● TEXT PASSAGE:
::::::::::
I didn’t ask for a peek inside the gray-painted house, which is still owned by Elaine Steinbeck’s heirs. But earlier in the week a New York Times reporter and photographer came to do a feature story about the place to commemorate the 50th anniversary of the start of Steinbeck’s "Travels With Charley" trip. Based on the Times’ pictures, the interior is homey, airy, simply decorated and hung with Steinbeck photos. Steinbeck was loaded, but frugal. It apparently still looked pretty much as it did when he lived in it.
By the time the Stefaniks drove off and left me standing in the driveway, the last sunset of summer was over and fall was arriving with a rare astronomical splash. The full moon was climbing through the trees like a gigantic yellow balloon. I thought its extra plumpness and brightness were due to my tired eyes. But according to NASA’s sky-watchers, for the first time since 1991 northern autumn was beginning on a night with a "Super Harvest Moon."
Scientists don’t quite understand why, but somehow the light from the sun and the moon combine to create a 360-degree glow that makes the full moon look wider and brighter than usual. I knew none of this “moon illusion” stuff as I stood there alone with my notebook, cameras and, I guess, the ghosts of Steinbeck and Charley, who was buried somewhere in the yard.
::::::::::
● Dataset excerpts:
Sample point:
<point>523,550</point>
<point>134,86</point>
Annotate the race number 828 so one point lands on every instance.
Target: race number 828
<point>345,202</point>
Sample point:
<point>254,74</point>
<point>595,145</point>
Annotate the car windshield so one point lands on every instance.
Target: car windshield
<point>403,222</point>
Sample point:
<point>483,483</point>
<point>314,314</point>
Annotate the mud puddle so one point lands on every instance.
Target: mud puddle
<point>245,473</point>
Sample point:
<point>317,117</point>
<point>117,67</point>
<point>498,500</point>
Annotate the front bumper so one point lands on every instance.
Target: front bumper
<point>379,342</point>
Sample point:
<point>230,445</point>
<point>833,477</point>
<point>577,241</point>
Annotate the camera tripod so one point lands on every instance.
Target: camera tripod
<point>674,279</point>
::::::::::
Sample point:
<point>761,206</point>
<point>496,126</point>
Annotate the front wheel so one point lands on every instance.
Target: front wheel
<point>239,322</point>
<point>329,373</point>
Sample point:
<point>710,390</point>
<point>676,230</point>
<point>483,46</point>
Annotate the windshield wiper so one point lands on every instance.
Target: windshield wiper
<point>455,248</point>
::::::::::
● ASSIGNMENT A: In the passage about the Steinbeck house, who still owns the gray-painted house?
● ASSIGNMENT B: Decide whether each statement agrees with the passage about the Steinbeck house, and quote the words that settle it: (i) The narrator asked to see inside the gray-painted house. (ii) Before this night, northern autumn had last begun with a "Super Harvest Moon" in 1991. (iii) Scientists fully understand why the full moon looks wider and brighter than usual.
● ASSIGNMENT C: Write the next part of the passage about the Steinbeck house, picking up after its final sentence.

● REPLY A: Elaine Steinbeck's heirs.

● REPLY B:
(i) No: "I didn’t ask for a peek inside the gray-painted house"
(ii) Yes: "for the first time since 1991 northern autumn was beginning on a night with a "Super Harvest Moon.""
(iii) No: "Scientists don’t quite understand why"

● REPLY C:
Steinbeck’s ‘Act of Courage’
John Steinbeck was especially brave to embark on his solo road trek in 1960 – and it had nothing to do with not having radial tires, GPS or air bags. Given his lousy health, his biographer Jackson Benson said the “Travels With Charley” trip could be best appreciated “as an act of courage.” As Steinbeck’s son Thom told the New York Times, “The book was his farewell. My dad knew he was dying, and he had been accused of having lost touch with the rest of the country. ‘Travels With Charley’ was his attempt to rediscover America.”
Steinbeck’s agent, doctor and everyone who loved him tried to talk him out of his trip, which he had been thinking about taking for at least six years. What if he had a heart attack and collapsed in the middle of nowhere? He’d die for sure and he might never be found. He refused to hear such cautionary crap. He was the contemporary rival and equal of Hemingway. He was the World War II correspondent who went on daring midnight raids in PT boats off the Italian coast with Douglas Fairbanks Jr. He was a future Nobel Prize-winner. He may have been born with
a heart too small for his big body, as a European doctor once told him. But he was not a famous dead author yet, literally or figuratively. He was still a man – and not an old man. He still had balls. He still had stuff to say and write and prove.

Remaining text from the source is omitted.